Each line below should be retyped exactly, with no pictures.

----- RECORD SET -----

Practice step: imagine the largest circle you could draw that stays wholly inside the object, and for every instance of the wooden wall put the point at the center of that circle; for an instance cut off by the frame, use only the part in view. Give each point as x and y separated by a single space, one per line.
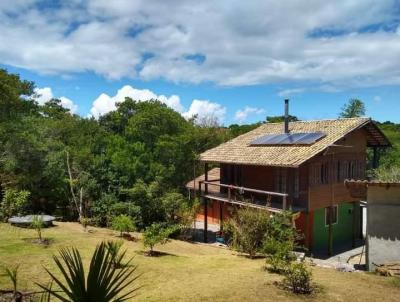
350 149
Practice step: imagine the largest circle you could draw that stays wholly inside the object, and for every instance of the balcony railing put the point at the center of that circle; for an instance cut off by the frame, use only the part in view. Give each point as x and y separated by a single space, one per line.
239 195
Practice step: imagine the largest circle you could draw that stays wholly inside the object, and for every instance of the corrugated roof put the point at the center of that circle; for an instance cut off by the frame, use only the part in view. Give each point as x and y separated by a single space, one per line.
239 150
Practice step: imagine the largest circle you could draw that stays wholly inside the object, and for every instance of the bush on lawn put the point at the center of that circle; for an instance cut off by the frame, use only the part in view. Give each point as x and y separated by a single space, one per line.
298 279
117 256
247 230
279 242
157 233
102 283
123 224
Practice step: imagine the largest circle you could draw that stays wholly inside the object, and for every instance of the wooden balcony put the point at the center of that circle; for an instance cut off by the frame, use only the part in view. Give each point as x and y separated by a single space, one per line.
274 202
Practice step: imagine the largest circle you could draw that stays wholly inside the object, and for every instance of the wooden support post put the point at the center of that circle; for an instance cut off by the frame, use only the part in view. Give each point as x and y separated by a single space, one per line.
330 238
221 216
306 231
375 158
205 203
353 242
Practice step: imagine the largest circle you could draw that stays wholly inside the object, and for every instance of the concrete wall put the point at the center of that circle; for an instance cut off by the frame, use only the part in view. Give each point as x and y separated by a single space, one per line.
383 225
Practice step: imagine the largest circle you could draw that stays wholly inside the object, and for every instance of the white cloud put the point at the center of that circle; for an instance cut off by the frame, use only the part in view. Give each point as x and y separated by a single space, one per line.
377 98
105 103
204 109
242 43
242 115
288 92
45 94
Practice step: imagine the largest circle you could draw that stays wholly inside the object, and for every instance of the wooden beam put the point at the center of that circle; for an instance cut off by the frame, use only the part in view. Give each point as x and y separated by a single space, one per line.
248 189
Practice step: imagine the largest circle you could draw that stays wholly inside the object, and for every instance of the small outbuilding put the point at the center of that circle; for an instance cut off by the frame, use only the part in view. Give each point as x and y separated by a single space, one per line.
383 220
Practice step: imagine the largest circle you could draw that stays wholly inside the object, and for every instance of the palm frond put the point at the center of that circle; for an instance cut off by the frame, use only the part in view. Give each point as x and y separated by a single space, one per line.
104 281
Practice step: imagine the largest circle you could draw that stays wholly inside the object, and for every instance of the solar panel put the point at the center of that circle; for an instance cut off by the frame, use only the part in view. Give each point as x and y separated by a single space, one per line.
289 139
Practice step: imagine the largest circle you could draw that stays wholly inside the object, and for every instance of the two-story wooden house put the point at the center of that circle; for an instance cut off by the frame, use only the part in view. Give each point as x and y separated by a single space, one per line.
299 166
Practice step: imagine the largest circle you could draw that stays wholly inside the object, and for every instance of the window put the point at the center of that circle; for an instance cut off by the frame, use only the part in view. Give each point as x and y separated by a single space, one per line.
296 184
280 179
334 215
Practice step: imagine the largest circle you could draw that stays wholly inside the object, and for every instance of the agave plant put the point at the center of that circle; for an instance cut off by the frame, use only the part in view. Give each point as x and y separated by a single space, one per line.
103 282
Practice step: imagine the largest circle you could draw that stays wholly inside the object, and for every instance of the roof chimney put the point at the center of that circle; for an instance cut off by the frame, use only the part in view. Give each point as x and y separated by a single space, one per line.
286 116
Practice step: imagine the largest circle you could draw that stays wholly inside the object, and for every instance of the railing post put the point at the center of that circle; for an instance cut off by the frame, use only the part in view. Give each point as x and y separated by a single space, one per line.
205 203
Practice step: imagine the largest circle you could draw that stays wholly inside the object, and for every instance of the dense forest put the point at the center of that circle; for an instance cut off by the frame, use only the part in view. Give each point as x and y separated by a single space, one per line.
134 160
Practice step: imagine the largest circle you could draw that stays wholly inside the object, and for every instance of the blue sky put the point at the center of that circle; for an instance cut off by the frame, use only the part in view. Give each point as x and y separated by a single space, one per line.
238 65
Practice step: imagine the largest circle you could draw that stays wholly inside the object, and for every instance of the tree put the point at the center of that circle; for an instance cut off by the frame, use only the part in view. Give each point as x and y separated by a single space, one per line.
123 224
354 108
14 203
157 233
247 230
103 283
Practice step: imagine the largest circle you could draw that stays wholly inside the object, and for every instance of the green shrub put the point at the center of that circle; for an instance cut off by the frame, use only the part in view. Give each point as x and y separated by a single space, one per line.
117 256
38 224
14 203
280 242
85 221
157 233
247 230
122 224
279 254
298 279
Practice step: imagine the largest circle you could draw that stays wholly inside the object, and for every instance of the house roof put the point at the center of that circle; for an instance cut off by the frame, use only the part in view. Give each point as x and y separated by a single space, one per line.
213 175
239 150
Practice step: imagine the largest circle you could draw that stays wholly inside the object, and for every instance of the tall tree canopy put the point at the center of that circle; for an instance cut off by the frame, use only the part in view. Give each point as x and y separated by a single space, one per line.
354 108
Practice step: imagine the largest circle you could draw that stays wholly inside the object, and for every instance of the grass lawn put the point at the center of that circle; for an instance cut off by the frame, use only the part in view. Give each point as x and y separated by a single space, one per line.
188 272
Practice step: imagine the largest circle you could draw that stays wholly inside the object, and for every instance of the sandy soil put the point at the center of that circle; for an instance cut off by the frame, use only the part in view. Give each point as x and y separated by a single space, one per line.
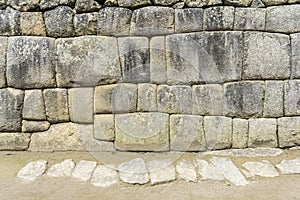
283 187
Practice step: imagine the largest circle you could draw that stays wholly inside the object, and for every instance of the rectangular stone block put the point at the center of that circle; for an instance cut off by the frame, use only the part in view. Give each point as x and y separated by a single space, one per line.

-----

** REPLY TO THE TASK **
Practice step: imagine the largest circle you could draw that stays wholly inside the object, and for every instance of the wooden wall put the point at the center of that circle; for an instance cut off by the frame, use only the part in view. Give each point as x and y separated by a single space, one per line.
350 149
Practice step: imagine the largest circle you could draw that stays wholly inside the object, and for every instance of the balcony railing put the point at the center of that circle; for an instance cut off by the frame, use only the part in view. Give each point as x and y separated by a single space, one per line.
239 195
Practice step: imagine the largest circle you could draw that stays wholly inside the object, and for every instance of the corrugated roof put the point at the center of that circle; for an instance cut off by the frame, use only the part in view. Give each point as x and y separated by a single space, one per line.
239 150
Practice step: imagine the largest circle you could draw that stays wholly inside the object, and for every instance of the bush on lawn put the point at the center of that circle; for an instance cut off by the frame, use only the part in view. Give each point as x and y separated by a single space, one per line.
298 279
117 256
247 230
279 242
157 233
102 283
123 224
Practice step: imagine the largest circle you could draw that stays wholly inside the object, and for every instance of the wooden balcony put the point at the center of that circle; for an instance cut off by the frame, use only the part in view. Give each point as x and y separated by a single space, one per line.
274 202
Practice step: imagine the largest circle you could draw that stays wholly inside the object, and for every instance of the wooden support post put the point at the center of that circle; for an instance cut off by the frame, use only the part in view. Give each point as x and y separated by a single space, one per line.
330 238
221 216
306 231
375 158
205 203
353 242
Practice step: imagine the largest circle you could draw that stays wholly inside the object, and for every instance of the concrete wall put the point at the center of that circle; for an instance cut off by the frame, use only the part in view. Give each point as x and y separated by a single space, one per line.
383 225
Practice step: imagine the largest circle you could draw that stays wholly inside the object, and for every instance of the white cloud put the point at the center of that circle; for an instance cut off by the frame, use only the part in view. Give each point as x and y separated by a single space, one per line.
377 98
105 103
204 109
242 43
242 115
288 92
45 94
Practice step: imagine the largest circle you could draw that stays wholly inside the object, and for every instance of the wooden beam put the point at the center of that circle; for an instance cut off by the frame, use only the part in view. Give each point as x and y separated by a single space, one per line.
248 189
Practice step: imagine the largest circle you could draw that stays wholly inside the object, and for every instance of the small outbuilding put the point at the center of that circle; for an instance cut off by the frame, use only the part in view. Give each point as x and y separated by a single space, one per line.
383 220
Practice step: imagine the largest circle you could draw that stays wholly inside the object, and for every instance of the palm frond put the point at the center of that circle; for an instance cut off by the frame, use only the part in view. Give each point as x and y separated by a single space, one per line.
104 281
Practice step: imagine the largest circle you could draw that stays wholly inside the object, and for every instance of the solar panel put the point at the center of that circle; for an instance cut off by the frame, use only the part in view. Give each point as x and y separated by a single space, one per line.
289 139
Practice step: imagine the largest circle you could draw that stays wholly inside the object, and for every instance of the two-story wooden house put the point at the center of that circle; for an instance cut off by the frame, use only the part in view. Give each point as x and y separated by a single space, one per line.
299 166
Practice step: imagine the largest circle you could draw that stays wholly inside the object, and for every instance of the window put the point at the center of that circle; for an instance cut off by the frame, use only the part in view. Give each point as x and y separated by a single space, one per line.
296 184
280 179
334 215
Practice step: imagine the largest circle you could draw that stays wholly inside the object, and for every instance of the agave plant put the point at the center of that circle; for an instance cut off by the frame, use only the part in view. Give each point as x and y separated by a single space, one per line.
103 282
Practice step: imagine the largest circle you could draw that stays wholly inside the object, and for every instance of the roof chimney put the point at the center of that circle; for an instance cut off by the frame, use only the part in view. Give each point as x and y separated by a single space, one per line.
286 116
Practice step: imagine the largest circle you could draw that stays wholly inside the object, and for every instance of the railing post put the point at the center of that circle; for an instance cut off by the frame, use only the part in view. Give each point as x and y separated by a single space, one per line.
205 203
Practice step: imagine the largest circle you could draw that stays wholly inside the object, and for every instance of the dense forest put the point at the center of that circle; for an instance cut off by the frame, use only the part in view. Give each point as x and y separated by a single space, one per line.
134 160
Practice step: imagine the largest circle you could draw that stays wholly inside the object, and for every instance of the blue sky put the point at the center of that circle; for an instance cut off by the frame, use only the part in view. Give each point as x and y separated by a single space, one per line.
238 65
Practice step: imagine the largest circle you could draw that stays wholly inside the object, and for every instance of the tree put the point at the center of that circle; for an instance cut off by the frame, use only the part in view. Give each point as x and y separated by a single space, one per line.
123 224
354 108
14 203
157 233
247 230
103 283
Practice step: imagine the largest circle you could draw that stays wholly inside the object, and for every instance of the green shrub put the point at the center of that circle; for an instance cut off by the frame, use only the part in view. Give each point as x and y separated by a single space, one per line.
117 256
38 224
14 203
280 242
85 221
157 233
247 230
122 224
279 254
298 279
Practice step: imagine the largest circle you could draw that stays wholly inside the object, and for every instance of the house roof put the point at the center of that circle; for an instance cut off by the frame, use only the part in view. Give each point as x and y separated by a single space, one per line.
213 175
239 150
Practice step: imagine the largest circle you could draw that stays wholly inside the object, and for every instance of the tall tree canopy put the point at the center of that circle; for an instance cut off by the frame, use only the part in view. Give each point as x and y separated by a single space, one per line.
354 108
Practice step: imagine the largest circle you could draw that stays wholly inside the object, and for every instance of the grass lawn put the point at the center of that circle; for an instance cut off by the frame, use only the part in view. Give each point as x and y separated by a single space, one per line.
188 272
Practice step: imagine the largest circle you could draw that stays wholly inside the object, and for every instance of the sandy soil put the point at the center of that circle; for an instance cut off by the frame, use only the part in view. Give each point as x and y separated by a single space, one per line.
283 187
Practice step: imagine the largest circle you could draw that stays wholly inside the object, and for every instance of the rectangular stone block put the point at the center of that circle; for an instance cut off by the frame, use only the part in view. Give each point as x and y separated by a single space, one per line.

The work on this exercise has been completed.